## Task prompt
Rewrite the records below from the line with "[pin] short black" through the end of the records, both ends included, and repeat every line, requests too. Multiply each coordinate in the answers by 2.55 and round it to a whole number, with halves rounded up.

## Data for this exercise
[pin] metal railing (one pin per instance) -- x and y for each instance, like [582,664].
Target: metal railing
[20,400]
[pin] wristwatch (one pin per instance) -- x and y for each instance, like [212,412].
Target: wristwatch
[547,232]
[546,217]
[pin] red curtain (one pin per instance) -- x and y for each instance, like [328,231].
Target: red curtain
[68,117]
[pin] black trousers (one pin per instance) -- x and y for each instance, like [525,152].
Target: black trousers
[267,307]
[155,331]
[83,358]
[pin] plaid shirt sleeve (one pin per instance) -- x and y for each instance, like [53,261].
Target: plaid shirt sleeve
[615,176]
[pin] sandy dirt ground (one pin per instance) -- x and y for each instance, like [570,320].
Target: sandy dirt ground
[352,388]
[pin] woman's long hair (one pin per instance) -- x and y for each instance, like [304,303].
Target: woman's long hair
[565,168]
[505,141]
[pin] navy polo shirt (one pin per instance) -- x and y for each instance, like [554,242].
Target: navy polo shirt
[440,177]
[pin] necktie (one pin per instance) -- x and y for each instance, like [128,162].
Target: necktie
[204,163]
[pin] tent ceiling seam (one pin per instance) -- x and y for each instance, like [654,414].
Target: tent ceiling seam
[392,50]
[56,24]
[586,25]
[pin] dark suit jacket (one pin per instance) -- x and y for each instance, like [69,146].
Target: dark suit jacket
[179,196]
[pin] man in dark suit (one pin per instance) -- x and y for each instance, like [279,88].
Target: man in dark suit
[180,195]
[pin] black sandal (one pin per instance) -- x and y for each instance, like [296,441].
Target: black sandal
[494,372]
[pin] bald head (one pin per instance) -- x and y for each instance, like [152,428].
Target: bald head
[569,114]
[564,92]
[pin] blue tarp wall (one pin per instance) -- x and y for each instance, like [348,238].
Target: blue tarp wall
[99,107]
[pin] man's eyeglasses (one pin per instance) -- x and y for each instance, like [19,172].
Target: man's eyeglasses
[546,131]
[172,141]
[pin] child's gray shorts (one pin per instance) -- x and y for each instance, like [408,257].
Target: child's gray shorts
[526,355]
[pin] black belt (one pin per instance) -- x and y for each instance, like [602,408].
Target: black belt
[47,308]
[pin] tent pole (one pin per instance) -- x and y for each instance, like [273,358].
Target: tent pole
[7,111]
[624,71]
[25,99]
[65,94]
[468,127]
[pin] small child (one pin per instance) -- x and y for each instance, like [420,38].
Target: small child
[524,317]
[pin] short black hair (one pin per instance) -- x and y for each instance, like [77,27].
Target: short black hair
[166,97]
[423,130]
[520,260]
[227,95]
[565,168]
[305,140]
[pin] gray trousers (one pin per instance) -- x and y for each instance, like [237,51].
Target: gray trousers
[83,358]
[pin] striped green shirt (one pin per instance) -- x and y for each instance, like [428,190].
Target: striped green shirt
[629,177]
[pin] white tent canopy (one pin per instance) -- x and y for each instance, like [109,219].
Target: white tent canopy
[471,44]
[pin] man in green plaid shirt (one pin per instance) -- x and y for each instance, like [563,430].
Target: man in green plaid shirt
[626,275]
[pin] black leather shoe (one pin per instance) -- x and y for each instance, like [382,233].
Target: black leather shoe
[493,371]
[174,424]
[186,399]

## Completed task
[pin] short black hair (one pin per instance) -- x and y for each instance, like [77,27].
Target: short black hair
[423,247]
[1079,332]
[1326,663]
[579,242]
[1441,428]
[778,357]
[pin] gray trousers (one pin per instance) -- x and y for each instance, like [237,51].
Target: gray trousers
[212,913]
[pin] striped green shirt (one pin per instance) -- x and y for each instance, like [428,190].
Target: striped green shirt
[1604,451]
[pin] white tent canopy (one pin per instance) -- x and y for each instance, like [109,219].
Target: white tent canopy
[1201,112]
[pin] man in green plaid shirt (one pin per instance) -- x and y for each instance, like [563,430].
Target: man in green plaid shirt
[1596,701]
[pin] black leather shoe (one pin per instance) -- x and y for each instance, like [382,233].
Target: black leather shoe
[1257,946]
[444,1081]
[474,1017]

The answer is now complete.